▶ What you will do:
Copy each line of the data beneath in which the word "sidewalk" appears.

• • •

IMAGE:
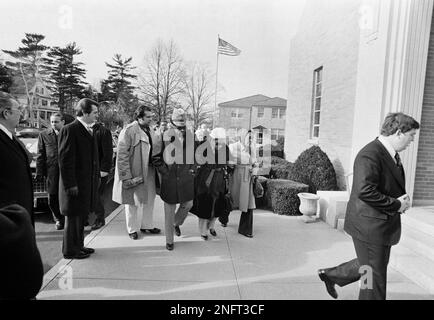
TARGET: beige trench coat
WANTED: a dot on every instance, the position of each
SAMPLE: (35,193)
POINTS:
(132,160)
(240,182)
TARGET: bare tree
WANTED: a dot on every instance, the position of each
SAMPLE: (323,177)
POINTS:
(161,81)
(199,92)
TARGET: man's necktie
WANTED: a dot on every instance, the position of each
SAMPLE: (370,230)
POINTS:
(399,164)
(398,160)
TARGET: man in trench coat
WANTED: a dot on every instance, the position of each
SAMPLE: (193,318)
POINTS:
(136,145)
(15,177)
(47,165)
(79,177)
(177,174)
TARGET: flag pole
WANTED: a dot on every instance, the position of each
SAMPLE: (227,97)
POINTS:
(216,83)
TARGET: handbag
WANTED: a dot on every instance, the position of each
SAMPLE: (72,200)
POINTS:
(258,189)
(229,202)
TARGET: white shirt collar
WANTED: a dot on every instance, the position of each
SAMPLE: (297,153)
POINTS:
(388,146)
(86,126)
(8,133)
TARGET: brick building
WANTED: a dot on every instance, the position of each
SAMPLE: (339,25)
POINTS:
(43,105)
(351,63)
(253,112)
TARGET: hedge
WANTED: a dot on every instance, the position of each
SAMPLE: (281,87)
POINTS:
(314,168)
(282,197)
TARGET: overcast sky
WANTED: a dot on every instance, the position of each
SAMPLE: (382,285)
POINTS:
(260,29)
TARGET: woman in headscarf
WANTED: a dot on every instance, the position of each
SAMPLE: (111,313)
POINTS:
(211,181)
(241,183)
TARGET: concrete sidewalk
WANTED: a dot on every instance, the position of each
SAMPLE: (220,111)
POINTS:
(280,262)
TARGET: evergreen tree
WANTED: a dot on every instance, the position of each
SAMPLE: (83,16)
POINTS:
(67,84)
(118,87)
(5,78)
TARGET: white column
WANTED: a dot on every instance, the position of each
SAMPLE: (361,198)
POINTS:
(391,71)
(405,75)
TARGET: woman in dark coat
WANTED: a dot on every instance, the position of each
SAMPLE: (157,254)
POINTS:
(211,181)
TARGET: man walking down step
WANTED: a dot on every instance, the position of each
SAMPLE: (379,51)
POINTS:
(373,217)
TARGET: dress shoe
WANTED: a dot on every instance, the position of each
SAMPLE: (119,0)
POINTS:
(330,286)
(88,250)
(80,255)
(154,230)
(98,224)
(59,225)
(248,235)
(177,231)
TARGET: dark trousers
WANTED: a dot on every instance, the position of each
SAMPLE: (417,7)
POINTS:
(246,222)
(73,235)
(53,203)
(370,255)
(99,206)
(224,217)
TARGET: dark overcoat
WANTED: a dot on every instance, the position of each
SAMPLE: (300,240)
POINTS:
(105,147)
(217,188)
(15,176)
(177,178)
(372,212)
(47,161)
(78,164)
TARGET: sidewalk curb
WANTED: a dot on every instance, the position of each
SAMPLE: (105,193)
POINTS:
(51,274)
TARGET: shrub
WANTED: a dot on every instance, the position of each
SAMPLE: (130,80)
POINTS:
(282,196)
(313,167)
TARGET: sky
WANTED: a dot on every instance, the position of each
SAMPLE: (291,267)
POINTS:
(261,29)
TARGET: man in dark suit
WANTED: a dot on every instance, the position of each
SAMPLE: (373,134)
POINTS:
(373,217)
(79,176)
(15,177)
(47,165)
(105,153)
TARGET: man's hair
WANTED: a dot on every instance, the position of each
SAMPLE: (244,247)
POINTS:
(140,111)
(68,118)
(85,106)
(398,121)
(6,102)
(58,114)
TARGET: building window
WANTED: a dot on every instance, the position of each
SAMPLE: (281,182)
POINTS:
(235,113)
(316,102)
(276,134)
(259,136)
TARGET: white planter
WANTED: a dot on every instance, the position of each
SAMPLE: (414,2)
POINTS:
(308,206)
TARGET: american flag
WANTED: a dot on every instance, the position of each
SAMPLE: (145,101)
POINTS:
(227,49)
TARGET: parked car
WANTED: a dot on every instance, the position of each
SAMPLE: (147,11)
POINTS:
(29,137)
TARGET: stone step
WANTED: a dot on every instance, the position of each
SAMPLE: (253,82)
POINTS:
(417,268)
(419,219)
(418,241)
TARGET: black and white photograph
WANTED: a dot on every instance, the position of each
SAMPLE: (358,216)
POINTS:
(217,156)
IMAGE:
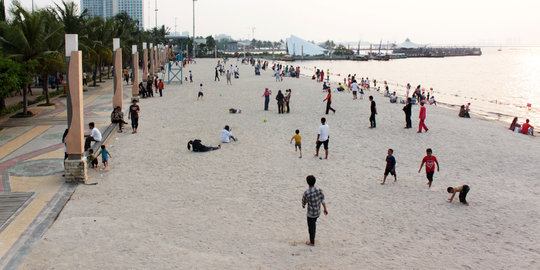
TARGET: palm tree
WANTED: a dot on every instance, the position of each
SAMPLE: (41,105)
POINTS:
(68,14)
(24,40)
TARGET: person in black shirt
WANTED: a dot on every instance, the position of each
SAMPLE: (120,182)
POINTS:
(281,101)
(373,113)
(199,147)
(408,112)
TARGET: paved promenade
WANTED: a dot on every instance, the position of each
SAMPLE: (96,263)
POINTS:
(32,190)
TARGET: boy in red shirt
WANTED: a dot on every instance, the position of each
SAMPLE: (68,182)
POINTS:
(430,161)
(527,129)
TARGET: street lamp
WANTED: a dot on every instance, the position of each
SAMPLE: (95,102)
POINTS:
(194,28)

• • •

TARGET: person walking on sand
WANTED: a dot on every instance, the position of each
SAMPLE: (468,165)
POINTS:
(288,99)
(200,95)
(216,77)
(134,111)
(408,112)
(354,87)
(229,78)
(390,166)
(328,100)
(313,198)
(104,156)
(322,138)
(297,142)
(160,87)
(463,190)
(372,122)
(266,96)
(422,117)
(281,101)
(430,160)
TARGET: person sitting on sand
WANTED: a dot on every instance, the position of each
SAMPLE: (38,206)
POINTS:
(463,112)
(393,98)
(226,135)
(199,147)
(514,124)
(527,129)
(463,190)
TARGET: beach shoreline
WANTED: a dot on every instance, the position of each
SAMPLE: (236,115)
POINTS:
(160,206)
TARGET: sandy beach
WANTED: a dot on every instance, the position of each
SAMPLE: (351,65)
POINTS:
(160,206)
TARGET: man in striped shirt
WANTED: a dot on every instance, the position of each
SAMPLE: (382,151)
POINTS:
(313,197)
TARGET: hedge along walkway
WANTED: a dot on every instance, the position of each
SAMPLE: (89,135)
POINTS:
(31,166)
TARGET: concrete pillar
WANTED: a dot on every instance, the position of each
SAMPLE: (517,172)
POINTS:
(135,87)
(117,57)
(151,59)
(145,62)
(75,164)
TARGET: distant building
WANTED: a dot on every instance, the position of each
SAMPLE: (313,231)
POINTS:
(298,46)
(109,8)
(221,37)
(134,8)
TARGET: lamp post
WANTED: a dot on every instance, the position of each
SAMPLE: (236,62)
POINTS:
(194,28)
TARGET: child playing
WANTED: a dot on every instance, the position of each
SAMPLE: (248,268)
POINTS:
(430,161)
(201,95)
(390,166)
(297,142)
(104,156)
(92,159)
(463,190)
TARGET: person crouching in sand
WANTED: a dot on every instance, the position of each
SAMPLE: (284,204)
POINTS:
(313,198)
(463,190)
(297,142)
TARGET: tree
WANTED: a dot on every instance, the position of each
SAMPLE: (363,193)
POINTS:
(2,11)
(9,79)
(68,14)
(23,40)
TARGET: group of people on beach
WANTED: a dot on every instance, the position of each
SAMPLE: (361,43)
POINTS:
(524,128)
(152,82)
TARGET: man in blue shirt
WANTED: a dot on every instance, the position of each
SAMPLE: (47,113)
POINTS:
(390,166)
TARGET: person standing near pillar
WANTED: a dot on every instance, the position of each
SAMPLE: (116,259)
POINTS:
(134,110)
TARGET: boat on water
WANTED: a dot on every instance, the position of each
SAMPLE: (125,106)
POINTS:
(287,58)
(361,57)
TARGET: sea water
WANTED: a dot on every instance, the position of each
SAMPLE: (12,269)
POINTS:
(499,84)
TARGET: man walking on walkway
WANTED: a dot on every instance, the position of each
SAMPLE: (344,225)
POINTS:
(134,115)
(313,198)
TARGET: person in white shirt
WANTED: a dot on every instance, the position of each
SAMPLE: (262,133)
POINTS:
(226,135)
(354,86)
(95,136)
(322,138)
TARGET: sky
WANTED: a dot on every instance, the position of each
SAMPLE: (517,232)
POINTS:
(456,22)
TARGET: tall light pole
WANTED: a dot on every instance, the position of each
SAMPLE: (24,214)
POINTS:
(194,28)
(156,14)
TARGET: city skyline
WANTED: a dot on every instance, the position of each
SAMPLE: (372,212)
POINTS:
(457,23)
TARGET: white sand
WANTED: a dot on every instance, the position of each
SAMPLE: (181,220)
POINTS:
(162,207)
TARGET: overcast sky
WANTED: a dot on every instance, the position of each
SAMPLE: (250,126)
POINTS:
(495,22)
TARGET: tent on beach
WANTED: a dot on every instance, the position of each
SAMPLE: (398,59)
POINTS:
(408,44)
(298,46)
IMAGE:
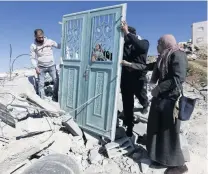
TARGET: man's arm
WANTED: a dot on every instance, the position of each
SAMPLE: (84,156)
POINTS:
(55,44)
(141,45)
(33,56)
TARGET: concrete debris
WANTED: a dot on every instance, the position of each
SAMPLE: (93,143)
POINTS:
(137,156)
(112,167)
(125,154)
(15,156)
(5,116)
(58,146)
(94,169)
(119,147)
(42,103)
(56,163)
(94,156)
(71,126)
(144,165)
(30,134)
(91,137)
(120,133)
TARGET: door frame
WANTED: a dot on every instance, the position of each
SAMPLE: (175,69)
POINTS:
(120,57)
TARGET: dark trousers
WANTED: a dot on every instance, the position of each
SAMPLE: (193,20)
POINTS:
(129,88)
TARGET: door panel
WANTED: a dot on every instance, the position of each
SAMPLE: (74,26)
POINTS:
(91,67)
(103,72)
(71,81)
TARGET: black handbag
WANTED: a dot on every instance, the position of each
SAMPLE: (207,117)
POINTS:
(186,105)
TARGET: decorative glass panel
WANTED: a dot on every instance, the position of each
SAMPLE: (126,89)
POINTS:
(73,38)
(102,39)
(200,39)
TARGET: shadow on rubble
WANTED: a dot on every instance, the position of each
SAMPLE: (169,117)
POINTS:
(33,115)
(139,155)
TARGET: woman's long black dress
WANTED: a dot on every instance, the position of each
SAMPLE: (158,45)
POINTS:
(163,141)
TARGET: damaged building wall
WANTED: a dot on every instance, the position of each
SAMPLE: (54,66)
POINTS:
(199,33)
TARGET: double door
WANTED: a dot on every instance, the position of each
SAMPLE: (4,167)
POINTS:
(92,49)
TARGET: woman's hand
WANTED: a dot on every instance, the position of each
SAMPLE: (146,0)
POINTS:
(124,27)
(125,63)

• • •

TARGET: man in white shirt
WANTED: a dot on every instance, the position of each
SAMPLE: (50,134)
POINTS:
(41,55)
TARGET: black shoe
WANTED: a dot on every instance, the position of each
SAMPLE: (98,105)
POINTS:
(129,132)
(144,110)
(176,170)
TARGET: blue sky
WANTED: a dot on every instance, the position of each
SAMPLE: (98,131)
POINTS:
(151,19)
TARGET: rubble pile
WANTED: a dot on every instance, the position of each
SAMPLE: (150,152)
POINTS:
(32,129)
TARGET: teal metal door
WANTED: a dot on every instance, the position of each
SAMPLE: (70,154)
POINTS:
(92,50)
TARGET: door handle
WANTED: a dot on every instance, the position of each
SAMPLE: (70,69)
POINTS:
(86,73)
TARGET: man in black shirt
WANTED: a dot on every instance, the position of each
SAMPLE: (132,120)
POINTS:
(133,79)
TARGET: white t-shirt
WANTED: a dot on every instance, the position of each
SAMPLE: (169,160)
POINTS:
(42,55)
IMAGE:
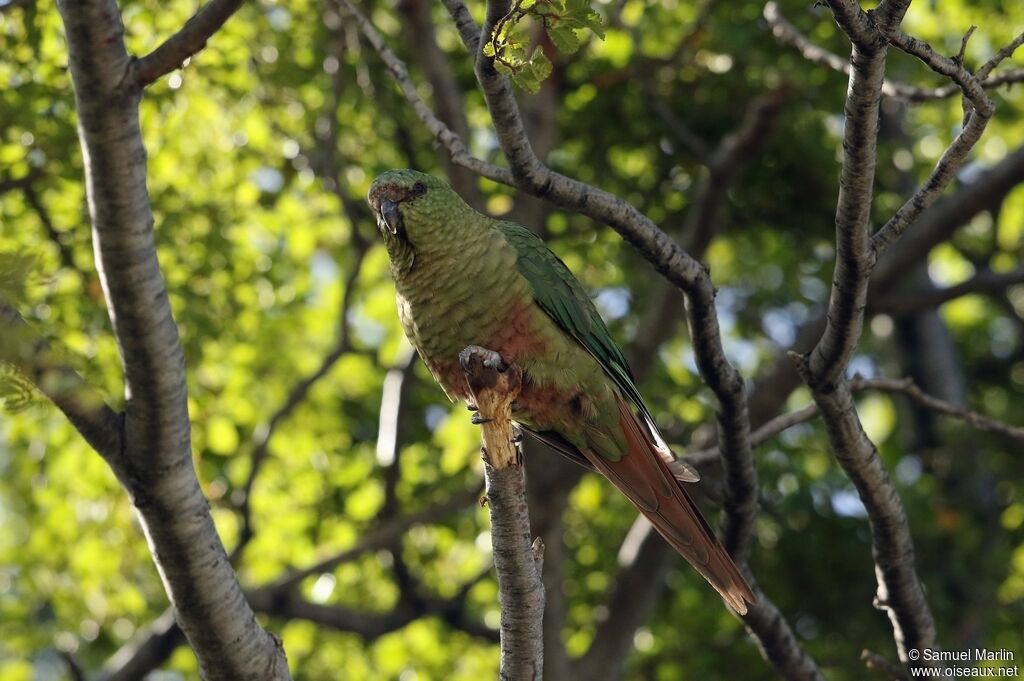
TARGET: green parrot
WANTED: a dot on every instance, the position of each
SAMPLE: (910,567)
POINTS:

• • •

▶ Solution for this exercise:
TARGET: concrete sidewalk
TARGET: sidewalk curb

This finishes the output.